begin RECORD EXTRACTS

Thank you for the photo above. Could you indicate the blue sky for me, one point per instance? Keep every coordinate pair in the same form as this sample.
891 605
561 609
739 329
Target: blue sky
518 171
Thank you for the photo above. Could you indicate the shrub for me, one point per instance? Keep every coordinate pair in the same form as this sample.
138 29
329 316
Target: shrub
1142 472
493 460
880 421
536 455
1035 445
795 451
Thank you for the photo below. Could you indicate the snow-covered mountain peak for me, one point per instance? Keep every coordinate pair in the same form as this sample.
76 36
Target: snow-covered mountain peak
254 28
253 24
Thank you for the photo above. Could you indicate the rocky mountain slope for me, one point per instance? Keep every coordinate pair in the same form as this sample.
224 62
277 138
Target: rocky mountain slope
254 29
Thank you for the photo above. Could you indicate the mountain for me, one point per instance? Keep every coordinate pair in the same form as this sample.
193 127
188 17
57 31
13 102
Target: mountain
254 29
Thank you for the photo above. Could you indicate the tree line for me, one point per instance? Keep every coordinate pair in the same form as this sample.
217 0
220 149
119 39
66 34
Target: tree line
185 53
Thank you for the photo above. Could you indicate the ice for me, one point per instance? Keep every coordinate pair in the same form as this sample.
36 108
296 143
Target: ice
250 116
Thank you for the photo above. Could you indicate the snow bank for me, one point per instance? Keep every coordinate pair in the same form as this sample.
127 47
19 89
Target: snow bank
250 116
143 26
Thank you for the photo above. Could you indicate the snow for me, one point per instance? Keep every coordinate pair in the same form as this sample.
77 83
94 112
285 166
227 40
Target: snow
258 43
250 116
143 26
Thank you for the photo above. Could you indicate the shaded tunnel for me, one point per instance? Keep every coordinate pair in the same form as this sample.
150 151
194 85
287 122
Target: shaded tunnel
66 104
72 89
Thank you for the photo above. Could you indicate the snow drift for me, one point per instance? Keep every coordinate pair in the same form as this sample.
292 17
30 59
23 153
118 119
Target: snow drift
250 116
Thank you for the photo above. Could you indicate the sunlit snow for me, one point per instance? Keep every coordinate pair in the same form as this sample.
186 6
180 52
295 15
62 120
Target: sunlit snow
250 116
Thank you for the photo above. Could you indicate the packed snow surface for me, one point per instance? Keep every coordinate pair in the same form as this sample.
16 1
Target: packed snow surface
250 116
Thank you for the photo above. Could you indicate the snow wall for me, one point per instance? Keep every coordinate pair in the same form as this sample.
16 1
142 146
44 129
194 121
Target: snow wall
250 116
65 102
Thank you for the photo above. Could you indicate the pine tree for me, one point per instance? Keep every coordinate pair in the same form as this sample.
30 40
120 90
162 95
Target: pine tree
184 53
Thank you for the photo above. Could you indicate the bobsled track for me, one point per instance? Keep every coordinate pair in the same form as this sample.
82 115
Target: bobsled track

end RECORD EXTRACTS

Make an exact copy of the data above.

> [TASK OUTPUT]:
Thank you for the photo above. Could you indicate the blue sky for me, one point per instance? Keep every coordinate pair in the same form as this sample.
891 605
561 609
739 329
Target: blue sky
518 171
Thank you for the photo above. Could you indicate the shrub for me, one point per instance? Keep every coordinate pair in the same form as this sample.
138 29
329 316
Target: shrub
1142 472
493 460
880 421
536 455
1035 445
795 451
Thank you for the photo below. Could you indicate the snow-covered mountain peak for me, one point per instance? Keep every coordinate pair in the same form as this sample.
76 36
Target: snow-covered mountain peak
254 28
253 24
Thank you for the photo above. Could you indicate the rocky mountain slope for me, one point per instance? Keep every coordinate pair in the same form as this sample.
224 62
277 138
Target: rocky mountain slope
254 29
Thank you for the photo above. Could you indicate the mountain for me, one point per instance? Keep every coordinate pair in the same form as this sample.
193 127
188 17
57 31
13 102
Target: mountain
254 29
Thank you for the photo above. Could you indicate the tree line for me, one point per instance? Keep every coordinate pair in the same form as this sample.
217 0
220 149
119 39
66 34
Target: tree line
185 53
Thank you for the photo above. Could you indicate the ice for me, one point per instance? Keep every coordinate pair in the same form as this sample.
36 108
296 143
Target: ice
250 116
Thank you for the photo above. Could you indicate the snow bank for me, one point per instance? Keep every coordinate pair in the same form as this sample.
127 47
19 89
Target: snow bank
250 116
143 26
Thank you for the photo above. Could you indicate the snow for me, one point per instance? Keep every coordinate pair in the same form as this sample.
77 83
94 112
285 166
227 40
Target: snow
258 43
250 116
143 26
Thank you for the photo above. Could you indicate the shaded tunnel for me, one point per instance? Keep every coordinate pair in the same form as this sample.
150 151
194 85
287 122
Target: shaded tunnel
66 104
72 89
Thank you for the photo above. Could you indicate the snow drift for me, one point per instance? Keep every coordinate pair in the same form as this sample.
292 17
30 59
23 153
118 119
Target: snow drift
250 116
Thank you for the photo above. Could you indicate the sunlit snow for me, one point per instance? Keep every coordinate pair in the same form as this sample.
186 6
180 52
295 15
62 120
Target: sunlit snow
250 116
Thank you for the photo above. Could you indicate the packed snow surface for me, one point per instance? Keep every coordinate pair in the same form as this sample.
16 1
Target: packed snow surface
250 116
Thank you for the photo above. Could you indicate the snow wall for me, one point per instance? Keep every coordinate pair in the same form as this sample.
16 1
142 146
44 129
194 121
Target: snow wall
250 116
65 102
Thank you for the photo above. Could you indicate the pine tree for me, one point per instance? Keep every coordinate pair in the same form as this sample.
30 40
120 90
162 95
Target: pine tree
184 53
Thank you for the photo above. Could you indicate the bobsled track for me, one point per instance? Keep every coordinate pair in the same form as this sample.
82 115
Target: bobsled track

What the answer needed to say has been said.